- [What the exercise asks]: Print, please, the line that contains "The component shall indicate each instance of the bare shoulder" and each line after it to the end of the entries, unchanged and with nothing else.

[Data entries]
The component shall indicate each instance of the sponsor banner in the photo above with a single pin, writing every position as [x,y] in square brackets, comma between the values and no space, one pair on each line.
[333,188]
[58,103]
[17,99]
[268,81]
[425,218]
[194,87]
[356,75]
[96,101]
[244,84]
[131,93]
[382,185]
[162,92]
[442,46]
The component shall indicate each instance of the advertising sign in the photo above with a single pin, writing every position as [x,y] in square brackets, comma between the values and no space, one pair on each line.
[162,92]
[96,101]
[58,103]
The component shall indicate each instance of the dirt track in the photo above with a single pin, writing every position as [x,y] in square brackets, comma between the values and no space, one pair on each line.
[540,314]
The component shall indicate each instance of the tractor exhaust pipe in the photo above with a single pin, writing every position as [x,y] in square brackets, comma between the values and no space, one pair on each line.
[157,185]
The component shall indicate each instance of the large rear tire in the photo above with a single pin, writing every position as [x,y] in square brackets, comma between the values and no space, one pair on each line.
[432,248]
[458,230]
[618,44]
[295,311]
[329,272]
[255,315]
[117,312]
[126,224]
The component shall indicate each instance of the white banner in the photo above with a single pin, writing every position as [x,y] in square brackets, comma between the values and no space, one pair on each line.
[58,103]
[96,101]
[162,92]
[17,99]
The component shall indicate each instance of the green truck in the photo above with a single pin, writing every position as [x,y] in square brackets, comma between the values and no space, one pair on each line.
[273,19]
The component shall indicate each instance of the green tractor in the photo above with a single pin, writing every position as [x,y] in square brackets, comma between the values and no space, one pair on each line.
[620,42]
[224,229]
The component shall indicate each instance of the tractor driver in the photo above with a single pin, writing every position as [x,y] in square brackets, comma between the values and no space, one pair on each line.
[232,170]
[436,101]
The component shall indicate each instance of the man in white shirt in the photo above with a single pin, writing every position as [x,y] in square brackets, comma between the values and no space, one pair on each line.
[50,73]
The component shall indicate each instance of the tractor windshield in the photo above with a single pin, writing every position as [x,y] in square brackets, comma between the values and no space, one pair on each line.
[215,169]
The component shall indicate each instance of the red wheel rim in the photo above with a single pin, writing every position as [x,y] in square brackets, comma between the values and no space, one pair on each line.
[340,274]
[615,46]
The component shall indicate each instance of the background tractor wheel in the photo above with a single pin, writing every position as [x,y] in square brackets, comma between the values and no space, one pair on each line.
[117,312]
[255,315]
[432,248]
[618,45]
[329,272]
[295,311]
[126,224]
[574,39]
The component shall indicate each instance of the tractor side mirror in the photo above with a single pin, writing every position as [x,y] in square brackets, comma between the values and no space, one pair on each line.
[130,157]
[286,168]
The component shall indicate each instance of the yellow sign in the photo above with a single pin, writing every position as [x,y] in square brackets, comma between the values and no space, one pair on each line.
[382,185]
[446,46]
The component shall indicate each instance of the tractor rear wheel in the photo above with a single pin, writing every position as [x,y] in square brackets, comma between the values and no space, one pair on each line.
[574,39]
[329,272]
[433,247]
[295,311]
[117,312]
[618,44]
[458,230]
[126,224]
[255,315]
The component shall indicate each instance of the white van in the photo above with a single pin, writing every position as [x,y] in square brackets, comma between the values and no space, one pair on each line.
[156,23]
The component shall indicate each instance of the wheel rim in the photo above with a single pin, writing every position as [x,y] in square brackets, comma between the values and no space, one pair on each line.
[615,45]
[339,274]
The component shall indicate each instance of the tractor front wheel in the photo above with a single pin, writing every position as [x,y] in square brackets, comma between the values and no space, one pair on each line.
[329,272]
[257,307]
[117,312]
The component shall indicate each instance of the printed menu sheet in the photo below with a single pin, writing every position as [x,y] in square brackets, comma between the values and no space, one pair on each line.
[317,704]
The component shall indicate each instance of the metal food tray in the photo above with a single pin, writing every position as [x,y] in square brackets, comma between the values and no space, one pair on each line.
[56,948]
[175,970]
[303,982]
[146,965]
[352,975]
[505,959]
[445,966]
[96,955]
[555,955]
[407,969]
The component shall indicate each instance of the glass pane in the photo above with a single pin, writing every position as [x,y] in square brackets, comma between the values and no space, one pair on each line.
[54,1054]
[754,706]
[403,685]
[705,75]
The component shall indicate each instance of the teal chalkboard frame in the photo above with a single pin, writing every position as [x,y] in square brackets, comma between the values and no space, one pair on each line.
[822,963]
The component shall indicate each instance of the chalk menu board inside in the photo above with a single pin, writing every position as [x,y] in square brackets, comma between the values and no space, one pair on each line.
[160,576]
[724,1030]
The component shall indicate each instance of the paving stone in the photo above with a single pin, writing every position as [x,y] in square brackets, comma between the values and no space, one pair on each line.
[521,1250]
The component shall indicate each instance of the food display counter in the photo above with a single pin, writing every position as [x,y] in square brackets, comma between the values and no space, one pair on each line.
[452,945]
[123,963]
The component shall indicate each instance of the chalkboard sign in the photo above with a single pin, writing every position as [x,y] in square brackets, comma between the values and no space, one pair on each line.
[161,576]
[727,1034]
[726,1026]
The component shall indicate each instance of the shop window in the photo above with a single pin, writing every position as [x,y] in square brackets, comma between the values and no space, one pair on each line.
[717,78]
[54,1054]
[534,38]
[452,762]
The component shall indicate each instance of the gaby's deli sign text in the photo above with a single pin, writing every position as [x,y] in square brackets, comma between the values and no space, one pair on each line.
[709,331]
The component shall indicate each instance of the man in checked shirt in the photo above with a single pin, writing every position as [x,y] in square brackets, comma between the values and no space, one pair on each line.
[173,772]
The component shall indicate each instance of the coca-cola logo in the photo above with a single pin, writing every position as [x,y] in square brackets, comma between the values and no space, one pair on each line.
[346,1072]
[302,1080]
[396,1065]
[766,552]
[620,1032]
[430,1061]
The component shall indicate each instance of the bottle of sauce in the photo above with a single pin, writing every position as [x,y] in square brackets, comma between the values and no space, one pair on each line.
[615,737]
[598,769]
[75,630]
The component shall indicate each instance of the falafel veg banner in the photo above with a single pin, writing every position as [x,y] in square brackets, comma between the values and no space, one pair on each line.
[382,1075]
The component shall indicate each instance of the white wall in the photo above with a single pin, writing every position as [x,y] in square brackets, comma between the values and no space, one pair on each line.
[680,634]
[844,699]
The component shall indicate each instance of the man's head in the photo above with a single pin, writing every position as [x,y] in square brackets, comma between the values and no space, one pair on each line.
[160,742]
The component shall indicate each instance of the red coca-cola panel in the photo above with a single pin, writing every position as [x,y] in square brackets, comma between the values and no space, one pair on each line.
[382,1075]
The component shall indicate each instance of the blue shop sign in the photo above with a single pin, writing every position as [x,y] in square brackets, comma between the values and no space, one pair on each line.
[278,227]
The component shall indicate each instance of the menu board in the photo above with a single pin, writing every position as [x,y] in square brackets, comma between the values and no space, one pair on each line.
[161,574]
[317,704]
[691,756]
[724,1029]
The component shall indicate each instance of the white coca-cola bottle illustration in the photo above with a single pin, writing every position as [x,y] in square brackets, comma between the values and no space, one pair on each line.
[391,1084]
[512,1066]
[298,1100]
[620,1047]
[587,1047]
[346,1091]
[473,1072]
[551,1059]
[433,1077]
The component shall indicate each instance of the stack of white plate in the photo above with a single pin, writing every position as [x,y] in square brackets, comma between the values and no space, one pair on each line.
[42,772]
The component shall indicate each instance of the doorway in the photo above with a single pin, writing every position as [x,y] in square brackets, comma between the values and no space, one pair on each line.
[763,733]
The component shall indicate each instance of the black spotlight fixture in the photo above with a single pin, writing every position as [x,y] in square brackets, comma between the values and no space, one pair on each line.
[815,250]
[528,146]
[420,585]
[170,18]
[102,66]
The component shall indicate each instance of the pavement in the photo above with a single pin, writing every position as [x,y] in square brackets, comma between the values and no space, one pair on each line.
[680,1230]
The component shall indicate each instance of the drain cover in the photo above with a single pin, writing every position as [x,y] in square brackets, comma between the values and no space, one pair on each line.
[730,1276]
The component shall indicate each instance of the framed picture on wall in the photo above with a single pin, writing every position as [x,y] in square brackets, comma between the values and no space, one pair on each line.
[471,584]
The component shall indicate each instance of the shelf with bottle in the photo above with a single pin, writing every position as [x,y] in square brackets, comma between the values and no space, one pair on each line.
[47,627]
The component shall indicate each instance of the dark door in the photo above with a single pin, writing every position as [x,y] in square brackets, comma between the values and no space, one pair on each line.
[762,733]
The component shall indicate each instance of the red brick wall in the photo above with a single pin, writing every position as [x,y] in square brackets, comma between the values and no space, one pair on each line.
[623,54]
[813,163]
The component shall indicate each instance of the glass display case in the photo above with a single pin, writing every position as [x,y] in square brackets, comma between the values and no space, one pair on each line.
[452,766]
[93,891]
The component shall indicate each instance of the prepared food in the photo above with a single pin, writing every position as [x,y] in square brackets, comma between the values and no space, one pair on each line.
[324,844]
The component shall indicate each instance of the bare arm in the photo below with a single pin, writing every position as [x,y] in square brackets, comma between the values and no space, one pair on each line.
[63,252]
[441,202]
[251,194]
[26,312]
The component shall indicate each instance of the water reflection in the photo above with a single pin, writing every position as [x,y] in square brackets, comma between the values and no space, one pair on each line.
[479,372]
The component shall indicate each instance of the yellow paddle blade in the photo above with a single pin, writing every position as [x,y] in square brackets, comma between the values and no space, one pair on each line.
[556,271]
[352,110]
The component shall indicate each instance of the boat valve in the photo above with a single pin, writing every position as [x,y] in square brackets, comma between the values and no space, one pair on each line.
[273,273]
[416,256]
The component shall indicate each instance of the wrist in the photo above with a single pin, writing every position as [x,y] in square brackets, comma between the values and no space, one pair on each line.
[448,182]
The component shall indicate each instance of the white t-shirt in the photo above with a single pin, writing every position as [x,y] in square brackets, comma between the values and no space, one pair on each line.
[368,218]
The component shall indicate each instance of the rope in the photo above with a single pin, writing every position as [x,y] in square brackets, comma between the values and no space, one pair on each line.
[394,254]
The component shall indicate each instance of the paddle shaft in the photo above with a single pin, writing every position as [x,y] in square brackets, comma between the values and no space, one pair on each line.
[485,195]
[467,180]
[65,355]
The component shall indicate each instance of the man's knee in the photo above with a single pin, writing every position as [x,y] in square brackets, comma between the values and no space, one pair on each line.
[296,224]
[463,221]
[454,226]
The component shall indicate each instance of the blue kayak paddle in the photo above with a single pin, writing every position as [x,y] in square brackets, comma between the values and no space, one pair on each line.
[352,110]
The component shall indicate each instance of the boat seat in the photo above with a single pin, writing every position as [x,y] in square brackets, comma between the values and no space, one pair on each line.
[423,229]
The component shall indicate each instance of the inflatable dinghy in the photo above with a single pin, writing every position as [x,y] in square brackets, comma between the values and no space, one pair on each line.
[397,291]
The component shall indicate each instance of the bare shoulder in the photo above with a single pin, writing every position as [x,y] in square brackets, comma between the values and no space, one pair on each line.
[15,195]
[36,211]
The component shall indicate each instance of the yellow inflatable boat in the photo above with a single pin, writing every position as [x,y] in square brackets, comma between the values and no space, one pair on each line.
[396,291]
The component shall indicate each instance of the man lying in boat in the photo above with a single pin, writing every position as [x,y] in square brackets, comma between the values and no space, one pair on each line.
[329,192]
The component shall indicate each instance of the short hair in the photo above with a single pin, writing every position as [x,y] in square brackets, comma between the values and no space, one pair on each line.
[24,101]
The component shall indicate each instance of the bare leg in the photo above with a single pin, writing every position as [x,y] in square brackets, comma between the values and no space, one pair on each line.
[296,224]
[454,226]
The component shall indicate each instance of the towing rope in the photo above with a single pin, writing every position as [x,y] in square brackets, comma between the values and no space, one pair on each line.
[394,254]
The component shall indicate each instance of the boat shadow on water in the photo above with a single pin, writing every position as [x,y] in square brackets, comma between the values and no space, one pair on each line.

- [In response]:
The component shall indicate each instance of the bare shoulder in the photo above with a single pin, writing every position as [x,y] in square brackets, comma between the values and no space, one pair on each line.
[15,195]
[36,211]
The component shall indicate each instance of the yellow inflatable boat in the photo above with a single pin, writing every position as [x,y] in square brackets, comma between the values and no space, one pair on each line.
[396,291]
The component shall indicate each instance of the man lying in boat in the photo above with a single pin, writing every position as [x,y] in square brackets, comma between the values and no space, one pair on each line.
[329,192]
The component shall indicate each instance of the short hair in the photo above with a single pin, writing every position as [x,y] in square brackets, comma between the values and no space, one pair on each line.
[24,101]
The component shall indicate each instance of the bare leg in the photo above with a single pin, writing every position as [x,y] in square brackets, comma between the values and no space, one pair on each line.
[296,224]
[454,226]
The component shall indicate each instance of the towing rope in the photo above with a single pin, writing every position as [x,y] in square brackets, comma between the values and no space, one pair on each line.
[394,254]
The component shall indicate each instance of the boat shadow on water in the photo above with a single pin, writing every position as [x,y] in square brackets, comma between the values and no space, one pair on each line.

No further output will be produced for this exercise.